Written problem A → In the Rosedale flooding post, which road was partly underwater on Saturday night?
Written problem B → From the Rosedale flooding post, reproduce word for word the passage that begins at the words "Yes, but how" and stops after "just their own.".

Monday, September 8, 2008

Paving yards to prevent flooding?

The heavy rains and powerful storms wrought by Tropical Storm Hanna Saturday hit one Queens neighborhood particularly hard. Much of Rosedale was flooded, which residents say is often a problem when it rains in the area.

"Every time it rains it floods,” said Rosedale resident Laura Zebro.

"Flood, flood, flood," added Rosedale resident Andrea Robinson.

Part of Hook Creek Boulevard was underwater Saturday night after Hanna’s heavy rains dropped inches of water on the area.

Robinson's home has been flooded before, but she doesn't worry about it too much now because she learned the hard way five years ago.

“We had to pave out the whole backyard because every time it rains, it use to flood out the basement," said Robinson.


Andrea...it floods because people pave over their yards. Laura seems to understand:

"They have built the houses, but they haven't thought about drainage,” said Zebro. “They study to get people in, but not studying what's going to happen when we have this sort of rain."

Heavy Rain, Strong Winds Hit Rosedale Hard

16 comments:

italian girl said...

It all depends on which kind of flooding you get.

If you get rainwater flooding coming in through the foundation or window wells (if you have them) then it makes sense to pave over the area outside your house where water seems to seep in.
If sewer backup is your problem, then paving over doesn't do anything except strain an already stressed drainage system.
This is why some folks have paved over their properties. Not because they hate green, but all the water they get in their basements.
Although some do pave it over because they hate green and all the work that goes with it.

Anonymous said...

No it doesn't make sense to do that. Because when you do that, the water ends up in your neighbor's basement and then they will pave over their yard. If everyone paves over their yard, the water ends up in the street, overburdening the sewers, and then it's right back into everyone's basements again. What you need to do is your foundation or windows fixed, but many people want the easier and cheaper solution which ends up hurting them in the long run. Another thing is don't buy a house with a driveway that sinks below street level.

italian girl said...

Yes, but how do you fix window wells?

Anonymous said...

My grandmother's house has windows in the basement. There is a curb in front of them to prevent water from getting down into the wells. Never flooded - ever.

italian girl said...

"No it doesn't make sense to do that. Because when you do that, the water ends up in your neighbor's basement and then they will pave over their yard."

In the end, no one's going to care about their neighbor's basement, just their own.

Anonymous said...

In the end, the water will be in everyone's basement when the street sewers can't handle the deluge, is the point.

italian girl said...

Not if your have a a manual flood gate that will shut off the sewer line into your home which is what I have.

Anonymous said...

Those are not failproof. My neighbor had 2 inches of sewage in her basement despite that. And if you are not home, you lose.

italian girl said...

We also have a second level of protection. We have this flap thing(sorry I don't know the technical term) that also blocks out sewer water.
The key is the flap has to be closed at all times and you can't flush a toilet or turn on water in any way. Also don't use Charmin toilet paper or any of those two-plys. They get stuck in the flap leaving it open. We found out the hard way.

Supplied records →
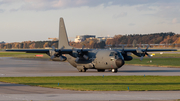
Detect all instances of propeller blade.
[51,55,54,60]
[51,46,55,50]
[136,48,143,53]
[60,56,66,61]
[82,45,85,50]
[83,55,89,60]
[75,57,79,62]
[60,46,65,50]
[140,56,144,61]
[145,52,151,58]
[145,45,149,52]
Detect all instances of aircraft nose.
[116,59,124,68]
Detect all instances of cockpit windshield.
[109,52,123,59]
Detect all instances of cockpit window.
[109,52,115,56]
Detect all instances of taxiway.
[0,57,180,101]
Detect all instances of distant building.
[74,35,96,42]
[97,37,112,42]
[0,41,5,43]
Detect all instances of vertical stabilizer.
[58,18,71,49]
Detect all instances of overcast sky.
[0,0,180,42]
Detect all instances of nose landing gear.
[111,69,118,73]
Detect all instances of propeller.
[49,46,66,61]
[75,45,89,62]
[136,45,151,61]
[49,46,56,60]
[58,46,67,61]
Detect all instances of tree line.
[0,32,180,49]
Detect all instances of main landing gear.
[111,69,118,73]
[78,68,87,72]
[97,69,105,72]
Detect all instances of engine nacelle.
[124,56,133,61]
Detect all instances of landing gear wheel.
[97,69,105,72]
[78,68,87,72]
[82,68,86,72]
[111,69,118,73]
[78,69,82,72]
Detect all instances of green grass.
[0,52,49,58]
[125,58,180,67]
[0,76,180,91]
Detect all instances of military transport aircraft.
[6,18,176,73]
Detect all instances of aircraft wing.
[6,49,49,53]
[119,49,177,53]
[6,49,72,54]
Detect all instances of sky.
[0,0,180,42]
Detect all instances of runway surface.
[0,57,180,101]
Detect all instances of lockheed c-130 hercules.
[6,18,177,73]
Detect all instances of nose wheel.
[78,68,87,72]
[111,69,118,73]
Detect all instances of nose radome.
[116,59,124,68]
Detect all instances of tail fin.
[58,18,72,49]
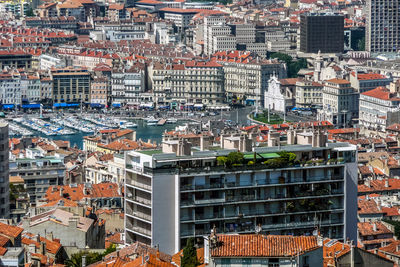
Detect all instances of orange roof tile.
[0,222,24,238]
[357,222,393,236]
[361,87,400,101]
[21,233,61,255]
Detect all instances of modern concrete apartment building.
[300,13,344,53]
[51,67,90,103]
[125,137,357,253]
[0,121,10,218]
[365,0,400,53]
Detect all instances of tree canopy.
[181,237,200,267]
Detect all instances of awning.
[260,153,280,159]
[243,153,280,159]
[90,103,104,108]
[140,103,153,108]
[22,104,40,108]
[53,103,79,108]
[3,104,15,109]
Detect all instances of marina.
[9,115,189,149]
[13,118,75,136]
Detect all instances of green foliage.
[270,53,307,78]
[228,152,244,165]
[217,152,244,167]
[217,156,228,166]
[25,7,35,17]
[65,244,117,267]
[278,151,296,164]
[181,237,200,267]
[357,37,365,51]
[264,158,287,169]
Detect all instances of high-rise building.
[365,0,400,52]
[125,134,357,253]
[300,13,344,53]
[0,121,10,218]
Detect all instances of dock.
[157,119,167,126]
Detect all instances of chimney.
[39,241,46,255]
[82,255,86,267]
[200,134,205,151]
[46,232,54,241]
[68,216,79,228]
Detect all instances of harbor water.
[10,120,184,149]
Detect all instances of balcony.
[262,220,344,231]
[181,175,343,192]
[126,177,151,192]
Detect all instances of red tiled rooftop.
[357,221,392,236]
[0,222,24,238]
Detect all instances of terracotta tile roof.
[382,206,400,217]
[105,242,172,262]
[379,240,400,256]
[0,222,24,238]
[172,248,204,267]
[326,78,350,84]
[358,178,400,193]
[386,123,400,132]
[328,128,360,134]
[116,129,134,137]
[44,183,121,203]
[99,154,114,161]
[351,71,387,80]
[30,208,94,232]
[0,235,10,247]
[323,238,350,267]
[357,222,393,236]
[40,198,78,207]
[21,233,61,255]
[279,78,301,85]
[0,247,7,256]
[358,199,384,217]
[358,166,373,175]
[105,233,124,248]
[210,235,319,257]
[361,87,400,101]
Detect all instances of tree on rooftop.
[26,7,35,17]
[181,237,200,267]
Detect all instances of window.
[268,259,279,267]
[303,256,310,267]
[221,259,231,267]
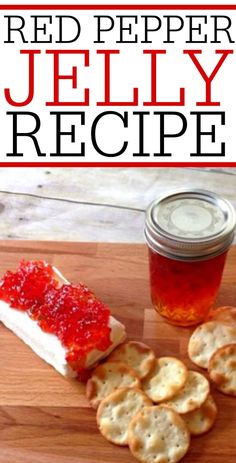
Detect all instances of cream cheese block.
[0,268,126,377]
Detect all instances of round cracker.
[86,362,141,408]
[97,388,152,445]
[188,321,236,368]
[109,341,155,379]
[142,357,188,403]
[128,405,190,463]
[166,370,210,414]
[182,394,217,436]
[208,344,236,396]
[208,306,236,325]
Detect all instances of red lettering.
[184,50,233,106]
[143,50,184,106]
[97,50,138,106]
[46,50,89,106]
[4,50,41,106]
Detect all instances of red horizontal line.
[0,4,236,10]
[0,162,236,167]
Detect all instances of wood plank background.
[0,168,236,243]
[0,241,236,463]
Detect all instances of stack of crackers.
[86,307,236,463]
[188,307,236,396]
[86,341,213,463]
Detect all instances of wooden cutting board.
[0,241,236,463]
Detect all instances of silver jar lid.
[145,189,236,260]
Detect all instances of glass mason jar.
[145,189,236,326]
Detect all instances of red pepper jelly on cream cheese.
[0,261,111,371]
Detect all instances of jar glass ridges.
[145,190,235,326]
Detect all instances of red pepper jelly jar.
[145,189,236,326]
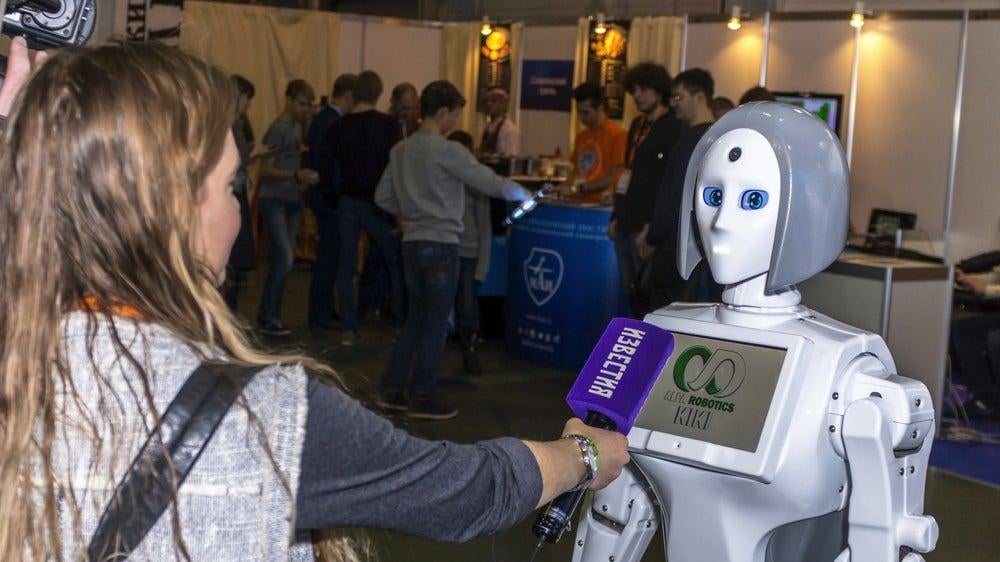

Expected output A → Hook Creek Boulevard.

Expected output B →
Yes, but how do you fix window wells?

Anonymous said...

My grandmother's house has windows in the basement. There is a curb in front of them to prevent water from getting down into the wells. Never flooded - ever.

italian girl said...

"No it doesn't make sense to do that. Because when you do that, the water ends up in your neighbor's basement and then they will pave over their yard."

In the end, no one's going to care about their neighbor's basement, just their own.